- **Task details**: Leave out any pictures and transcribe all other data below exactly.

[start of Material provided]

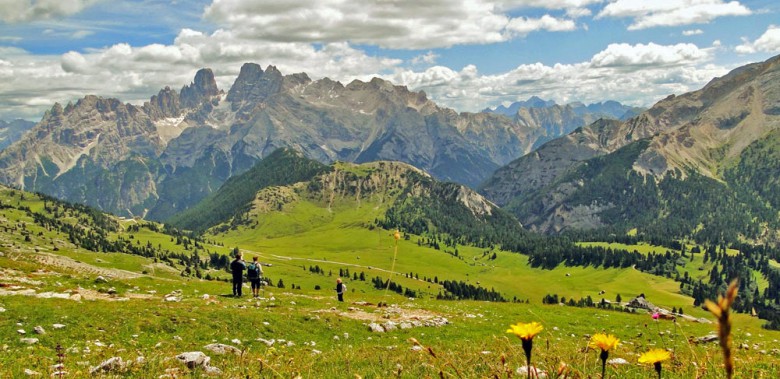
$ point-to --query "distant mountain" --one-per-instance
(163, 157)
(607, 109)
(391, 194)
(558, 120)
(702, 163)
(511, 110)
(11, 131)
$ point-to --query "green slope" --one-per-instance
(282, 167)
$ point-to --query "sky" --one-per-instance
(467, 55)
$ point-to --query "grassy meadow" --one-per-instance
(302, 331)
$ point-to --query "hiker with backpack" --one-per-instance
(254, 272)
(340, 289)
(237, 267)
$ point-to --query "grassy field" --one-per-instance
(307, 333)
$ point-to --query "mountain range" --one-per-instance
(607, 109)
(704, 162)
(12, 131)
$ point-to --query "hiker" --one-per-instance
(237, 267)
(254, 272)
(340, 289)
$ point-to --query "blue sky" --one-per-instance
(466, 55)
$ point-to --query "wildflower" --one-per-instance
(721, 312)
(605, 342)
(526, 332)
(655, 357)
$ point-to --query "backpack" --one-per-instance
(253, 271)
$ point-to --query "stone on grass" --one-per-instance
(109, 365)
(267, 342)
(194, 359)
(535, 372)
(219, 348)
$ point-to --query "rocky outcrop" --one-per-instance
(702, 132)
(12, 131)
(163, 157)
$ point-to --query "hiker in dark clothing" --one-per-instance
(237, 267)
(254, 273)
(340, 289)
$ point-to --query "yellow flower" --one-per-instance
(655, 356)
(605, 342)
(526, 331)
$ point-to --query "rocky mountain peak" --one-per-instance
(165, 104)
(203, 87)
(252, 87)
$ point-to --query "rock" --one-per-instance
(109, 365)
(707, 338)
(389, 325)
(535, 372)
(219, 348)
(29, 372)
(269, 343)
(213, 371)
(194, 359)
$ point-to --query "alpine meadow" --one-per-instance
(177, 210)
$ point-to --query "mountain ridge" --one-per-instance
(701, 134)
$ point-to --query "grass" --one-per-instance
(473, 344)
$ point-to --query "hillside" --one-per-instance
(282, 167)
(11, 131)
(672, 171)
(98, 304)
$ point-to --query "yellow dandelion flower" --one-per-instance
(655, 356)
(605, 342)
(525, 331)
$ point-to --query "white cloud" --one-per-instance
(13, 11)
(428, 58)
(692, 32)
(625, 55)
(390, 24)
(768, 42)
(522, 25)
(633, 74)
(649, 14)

[end of Material provided]

- **Solution for this task**:
$ point-to --query "distant mountain" --one-per-instance
(163, 157)
(607, 109)
(391, 194)
(558, 120)
(702, 163)
(511, 110)
(11, 131)
$ point-to --query "green slope" --one-per-instance
(282, 167)
$ point-to --query "sky" --one-per-instance
(467, 55)
$ point-to --query "grassy meadow" --one-per-instance
(302, 331)
$ point-to --query "hiker with backpack" --one-per-instance
(254, 272)
(340, 289)
(237, 267)
$ point-to --query "grassy field" --one-per-instance
(307, 333)
$ point-to --query "mountain range" --one-per-instance
(607, 109)
(704, 162)
(12, 131)
$ point-to --query "hiker" --one-per-instance
(237, 267)
(254, 272)
(340, 289)
$ point-to --query "blue sky" --one-per-instance
(466, 55)
$ point-to --query "wildflower" --one-per-instance
(721, 312)
(605, 342)
(526, 332)
(655, 357)
$ point-to --query "backpack" --one-per-instance
(253, 271)
$ point-to --query "stone on grass" --one-per-instance
(109, 365)
(267, 342)
(194, 359)
(535, 372)
(219, 348)
$ point-to --query "rocky outcrop" --one-per-instance
(702, 132)
(12, 131)
(163, 157)
$ point-to --query "hiker in dark clothing" --one-per-instance
(237, 267)
(254, 273)
(340, 289)
$ point-to --query "yellow flower" --one-per-instance
(655, 356)
(605, 342)
(526, 331)
$ point-to --query "rocky mountain peak" --one-per-instance
(165, 104)
(203, 87)
(252, 87)
$ point-to --query "rock" --one-per-instance
(109, 365)
(707, 338)
(389, 325)
(535, 372)
(219, 348)
(29, 372)
(269, 343)
(213, 371)
(194, 359)
$ point-to --query "alpine meadow" --one-per-instance
(177, 210)
$ point-to --query "mountain ridge" --one-per-instance
(701, 134)
$ point-to --query "grass" --one-per-instance
(473, 344)
$ point-to --query "hillside" --one-per-instance
(282, 167)
(11, 131)
(672, 171)
(98, 304)
$ point-to --query "yellow dandelion flower" --one-per-instance
(655, 356)
(605, 342)
(525, 331)
$ point-to --query "white cloud" --one-per-instance
(13, 11)
(428, 58)
(692, 32)
(625, 55)
(390, 24)
(768, 42)
(522, 25)
(633, 74)
(649, 14)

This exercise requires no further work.